- **TASK INSTRUCTIONS**:
Exact copies of all the records are the expected output.

- **MATERIAL SUPPLIED**:
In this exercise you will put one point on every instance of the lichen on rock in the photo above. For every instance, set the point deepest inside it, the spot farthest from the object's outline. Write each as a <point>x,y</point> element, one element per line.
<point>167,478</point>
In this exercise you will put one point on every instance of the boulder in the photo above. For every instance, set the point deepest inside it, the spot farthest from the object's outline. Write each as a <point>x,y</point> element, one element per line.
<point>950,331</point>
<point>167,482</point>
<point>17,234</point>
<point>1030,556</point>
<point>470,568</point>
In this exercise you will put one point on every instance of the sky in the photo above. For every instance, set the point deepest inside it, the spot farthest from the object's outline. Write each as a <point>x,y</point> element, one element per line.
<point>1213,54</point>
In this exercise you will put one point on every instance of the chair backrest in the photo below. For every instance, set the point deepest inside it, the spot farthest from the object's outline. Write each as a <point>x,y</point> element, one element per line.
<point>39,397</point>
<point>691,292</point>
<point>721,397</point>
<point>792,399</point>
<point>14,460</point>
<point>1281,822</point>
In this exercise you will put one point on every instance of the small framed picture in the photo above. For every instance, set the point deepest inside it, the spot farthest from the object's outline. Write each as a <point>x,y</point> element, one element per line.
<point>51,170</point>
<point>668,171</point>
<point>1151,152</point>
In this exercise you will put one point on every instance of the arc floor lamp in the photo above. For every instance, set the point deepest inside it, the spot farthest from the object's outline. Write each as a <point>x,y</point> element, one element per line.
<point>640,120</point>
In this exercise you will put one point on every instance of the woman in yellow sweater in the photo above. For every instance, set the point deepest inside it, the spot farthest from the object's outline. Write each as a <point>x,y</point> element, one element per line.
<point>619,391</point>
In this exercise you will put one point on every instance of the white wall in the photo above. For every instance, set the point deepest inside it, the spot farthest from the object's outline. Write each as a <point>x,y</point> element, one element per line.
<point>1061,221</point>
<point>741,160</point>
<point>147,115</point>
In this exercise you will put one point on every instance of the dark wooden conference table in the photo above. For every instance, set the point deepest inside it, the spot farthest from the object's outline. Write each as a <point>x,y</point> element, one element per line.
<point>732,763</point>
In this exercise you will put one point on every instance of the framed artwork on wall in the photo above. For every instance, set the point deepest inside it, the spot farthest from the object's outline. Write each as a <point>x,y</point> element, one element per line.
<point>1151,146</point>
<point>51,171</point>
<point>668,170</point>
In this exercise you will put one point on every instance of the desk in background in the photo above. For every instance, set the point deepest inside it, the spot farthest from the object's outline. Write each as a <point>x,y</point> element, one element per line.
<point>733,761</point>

- **RESULT BELOW**:
In this exercise you will put one point on every instance of the lichen on rock in the photo above. For every instance, set the point deepest inside it, the spot farthest from the object's outline. Write each as a <point>x,y</point> element, one element per line.
<point>167,478</point>
In this exercise you will put one point on every instance of the boulder in the photo above. For every instance, set the point deepest inside it, the spot farthest from the object's outline. Write each as a <point>x,y</point> element, one element per line.
<point>950,331</point>
<point>167,482</point>
<point>17,234</point>
<point>1030,556</point>
<point>470,568</point>
In this exercise you will put one point on every instance of the sky in the photo above. For every instance, set the point deepest inside it, the spot farthest from the object's outline. Write each as a <point>x,y</point> element, one element per line.
<point>1213,54</point>
In this exercise you will put one point on every instance of the chair backrest in the photo below. For every instance, set the point deepest inside it, the spot farthest from the object's outline. Write each as a <point>x,y</point> element, one element per line.
<point>39,397</point>
<point>691,292</point>
<point>721,397</point>
<point>792,399</point>
<point>14,460</point>
<point>1281,822</point>
In this exercise you will put one point on every instance of the small framed picture in the photo above. For every instance, set the point deepest inside it, the spot farthest from the object's outline. Write each as a <point>x,y</point> element, one element per line.
<point>51,170</point>
<point>668,171</point>
<point>1151,152</point>
In this exercise you will put one point on every instance of the arc floor lamp in the photo above. For every instance, set the point deepest inside it, the spot farthest from the object's outline. Write each as a <point>x,y</point> element, one element per line.
<point>640,120</point>
In this exercise you will put one point on every instance of the woman in yellow sweater in the photo above. For every instance, set the point deepest inside it, the spot farthest from the object's outline. Write each as a <point>x,y</point> element, one element per line.
<point>619,391</point>
In this exercise you will put one point on every instance of the white wall in the photo above. For every instance, set the point deepest inside it, the spot farthest from the object's outline. Write each as a <point>x,y</point> element, one element per line.
<point>1061,221</point>
<point>741,160</point>
<point>147,115</point>
In this exercise you will put one point on every instance of the dark wooden conference table in the photo above. For every instance, set the point deepest inside it, the spot farthest from the object's outline. Write each as a <point>x,y</point> element, one element per line.
<point>732,763</point>
In this exercise you will put one point on every instance of the framed artwork on wall in the photo above. For every instance, set the point deepest inside it, the spot farthest from the object's outline. Write each as a <point>x,y</point> element, one element per line.
<point>1151,146</point>
<point>51,171</point>
<point>668,170</point>
In this exercise you will put one point on every instance of the desk in background in the photo above. For every instance, set the point deepest inside it, the spot farthest from the object's outline. Write each as a <point>x,y</point> element, one element per line.
<point>733,761</point>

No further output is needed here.